[Extracted data entries]
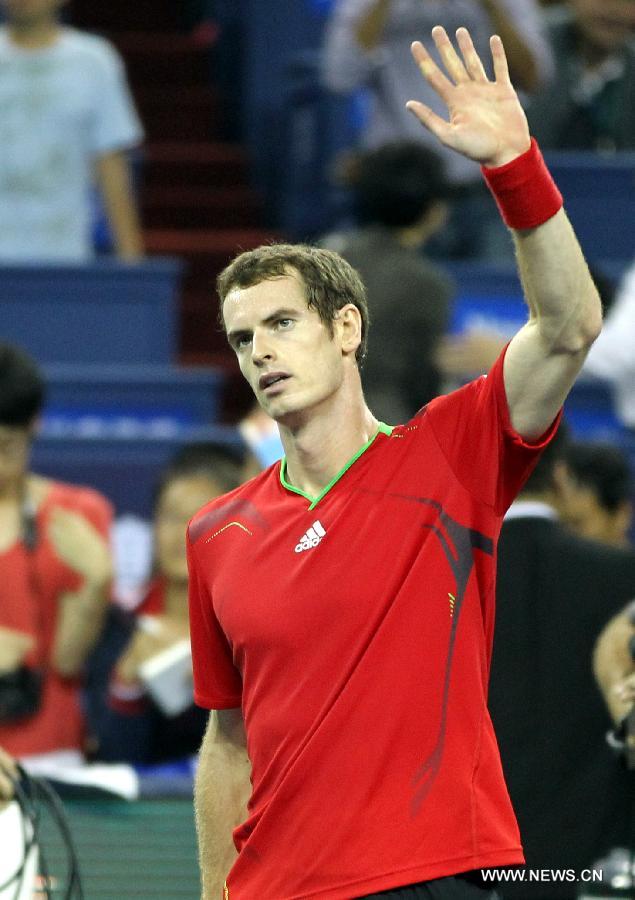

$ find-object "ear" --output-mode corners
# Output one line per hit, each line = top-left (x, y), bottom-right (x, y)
(333, 303), (362, 357)
(613, 500), (633, 538)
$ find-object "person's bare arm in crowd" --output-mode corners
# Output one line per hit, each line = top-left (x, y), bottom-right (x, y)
(49, 509), (112, 678)
(480, 0), (540, 93)
(115, 616), (190, 684)
(95, 151), (143, 260)
(355, 0), (393, 51)
(194, 709), (251, 900)
(408, 26), (602, 440)
(593, 603), (635, 725)
(0, 747), (18, 809)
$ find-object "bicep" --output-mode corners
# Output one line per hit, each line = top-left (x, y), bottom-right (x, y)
(503, 319), (588, 440)
(216, 707), (247, 748)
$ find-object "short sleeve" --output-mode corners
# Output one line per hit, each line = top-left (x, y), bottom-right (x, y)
(76, 488), (113, 540)
(425, 347), (561, 515)
(187, 532), (242, 709)
(90, 41), (143, 156)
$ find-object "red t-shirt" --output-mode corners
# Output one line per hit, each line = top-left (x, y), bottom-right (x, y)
(188, 356), (555, 900)
(0, 482), (112, 756)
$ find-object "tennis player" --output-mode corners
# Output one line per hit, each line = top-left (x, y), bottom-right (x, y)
(188, 27), (602, 900)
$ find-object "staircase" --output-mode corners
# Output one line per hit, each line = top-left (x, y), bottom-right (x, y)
(69, 0), (275, 375)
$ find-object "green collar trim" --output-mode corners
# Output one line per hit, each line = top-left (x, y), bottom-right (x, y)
(280, 422), (394, 509)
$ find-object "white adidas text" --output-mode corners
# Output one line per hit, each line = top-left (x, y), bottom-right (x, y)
(295, 519), (326, 553)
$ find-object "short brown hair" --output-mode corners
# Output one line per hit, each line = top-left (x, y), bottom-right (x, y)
(216, 244), (370, 364)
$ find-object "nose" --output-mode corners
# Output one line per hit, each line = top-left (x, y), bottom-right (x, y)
(251, 329), (274, 366)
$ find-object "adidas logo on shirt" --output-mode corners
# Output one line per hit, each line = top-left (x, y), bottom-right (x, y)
(295, 519), (326, 553)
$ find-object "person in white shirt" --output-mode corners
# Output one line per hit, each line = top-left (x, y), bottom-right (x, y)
(0, 0), (143, 262)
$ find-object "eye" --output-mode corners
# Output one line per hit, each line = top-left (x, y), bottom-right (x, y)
(234, 334), (251, 350)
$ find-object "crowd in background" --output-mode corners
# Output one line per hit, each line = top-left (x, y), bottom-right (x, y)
(0, 0), (635, 896)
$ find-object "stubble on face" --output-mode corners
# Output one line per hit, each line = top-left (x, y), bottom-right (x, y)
(223, 273), (341, 423)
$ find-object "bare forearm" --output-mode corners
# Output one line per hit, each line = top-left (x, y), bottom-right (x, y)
(194, 718), (250, 900)
(513, 209), (602, 354)
(481, 0), (540, 92)
(593, 606), (635, 724)
(52, 582), (107, 678)
(355, 0), (392, 50)
(97, 153), (143, 259)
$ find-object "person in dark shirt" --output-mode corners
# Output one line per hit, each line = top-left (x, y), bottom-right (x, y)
(488, 432), (635, 900)
(527, 0), (635, 150)
(321, 141), (453, 422)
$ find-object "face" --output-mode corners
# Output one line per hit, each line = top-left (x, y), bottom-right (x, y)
(0, 425), (32, 493)
(570, 0), (635, 52)
(1, 0), (66, 25)
(563, 485), (631, 547)
(223, 274), (361, 424)
(154, 475), (223, 582)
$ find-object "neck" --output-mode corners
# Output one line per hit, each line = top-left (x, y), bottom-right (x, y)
(279, 376), (379, 497)
(8, 19), (60, 50)
(165, 581), (188, 619)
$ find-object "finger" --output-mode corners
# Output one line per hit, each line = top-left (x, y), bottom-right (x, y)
(411, 41), (454, 103)
(406, 100), (451, 144)
(432, 25), (470, 84)
(456, 28), (489, 81)
(489, 34), (511, 84)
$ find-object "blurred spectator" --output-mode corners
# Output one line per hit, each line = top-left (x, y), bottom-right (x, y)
(0, 344), (111, 757)
(489, 431), (635, 900)
(321, 141), (452, 423)
(0, 0), (142, 262)
(87, 443), (243, 763)
(436, 267), (616, 382)
(593, 602), (635, 727)
(238, 404), (284, 481)
(0, 747), (18, 808)
(528, 0), (635, 150)
(582, 260), (635, 429)
(562, 443), (633, 547)
(322, 0), (552, 256)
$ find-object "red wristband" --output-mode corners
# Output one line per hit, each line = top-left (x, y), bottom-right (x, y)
(481, 138), (562, 231)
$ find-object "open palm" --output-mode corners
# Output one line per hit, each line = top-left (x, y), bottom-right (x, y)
(407, 26), (530, 166)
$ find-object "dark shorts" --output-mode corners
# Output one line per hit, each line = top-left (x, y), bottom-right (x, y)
(360, 870), (500, 900)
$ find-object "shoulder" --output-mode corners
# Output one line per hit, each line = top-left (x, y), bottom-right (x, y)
(187, 462), (280, 545)
(61, 28), (122, 69)
(45, 481), (113, 518)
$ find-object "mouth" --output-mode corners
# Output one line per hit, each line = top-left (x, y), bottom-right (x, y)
(258, 372), (291, 394)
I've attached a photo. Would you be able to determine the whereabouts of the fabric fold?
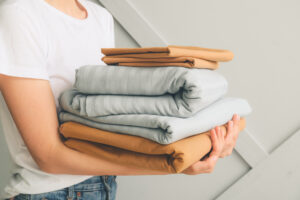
[59,118,246,173]
[102,56,219,70]
[101,45,234,62]
[68,65,228,117]
[59,95,252,144]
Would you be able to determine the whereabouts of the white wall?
[0,0,300,200]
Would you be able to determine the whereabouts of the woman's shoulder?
[0,0,39,19]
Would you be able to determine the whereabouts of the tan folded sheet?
[101,45,234,62]
[59,118,246,173]
[102,56,219,69]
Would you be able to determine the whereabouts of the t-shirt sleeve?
[0,5,49,80]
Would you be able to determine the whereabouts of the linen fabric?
[59,118,246,173]
[102,56,219,70]
[65,65,228,117]
[59,96,251,144]
[101,45,234,62]
[0,0,115,199]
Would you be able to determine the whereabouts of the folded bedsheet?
[59,95,251,144]
[59,118,245,173]
[67,65,228,117]
[102,56,219,70]
[101,45,234,62]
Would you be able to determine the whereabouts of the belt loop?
[101,175,110,200]
[67,185,74,200]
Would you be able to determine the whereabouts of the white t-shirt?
[0,0,115,198]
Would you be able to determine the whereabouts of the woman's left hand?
[216,114,240,158]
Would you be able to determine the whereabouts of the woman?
[0,0,239,200]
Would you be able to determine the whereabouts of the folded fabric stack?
[59,45,251,173]
[102,45,233,69]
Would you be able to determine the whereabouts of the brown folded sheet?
[101,45,234,62]
[102,56,219,69]
[59,118,246,173]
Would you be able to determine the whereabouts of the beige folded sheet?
[102,56,219,69]
[59,118,246,173]
[101,45,234,62]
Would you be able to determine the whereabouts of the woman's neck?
[43,0,88,19]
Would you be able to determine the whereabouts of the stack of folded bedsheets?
[59,45,251,173]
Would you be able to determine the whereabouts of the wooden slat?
[216,130,300,200]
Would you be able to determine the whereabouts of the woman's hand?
[220,114,240,158]
[182,126,225,175]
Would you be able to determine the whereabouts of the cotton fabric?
[101,45,234,62]
[102,56,219,70]
[59,96,252,144]
[61,65,228,117]
[0,0,114,199]
[59,118,246,173]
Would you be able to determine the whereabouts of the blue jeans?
[9,176,117,200]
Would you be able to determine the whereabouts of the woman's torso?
[0,0,114,198]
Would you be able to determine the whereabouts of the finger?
[225,120,233,140]
[210,129,222,155]
[233,114,240,125]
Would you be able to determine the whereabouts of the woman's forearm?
[42,142,168,175]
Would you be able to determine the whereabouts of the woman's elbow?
[34,142,62,174]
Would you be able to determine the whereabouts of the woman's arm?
[0,74,225,175]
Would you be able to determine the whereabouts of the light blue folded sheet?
[59,95,252,144]
[69,65,228,117]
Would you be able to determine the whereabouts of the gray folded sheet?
[59,96,252,144]
[59,65,251,144]
[69,65,228,117]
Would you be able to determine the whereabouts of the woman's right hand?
[182,126,225,175]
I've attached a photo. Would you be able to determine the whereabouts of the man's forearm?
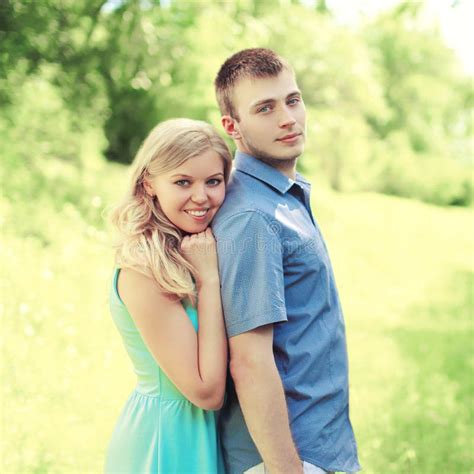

- WHAT THE TASK ASKS -
Extract every line of the records that contains the string "sleeve", keeping each line in its original wording.

- OUTPUT FOR THIS TASK -
$ find-object "short sleeve" --output-mode corners
Would you be able to determine the whereabouts of the t-shirt sleeve?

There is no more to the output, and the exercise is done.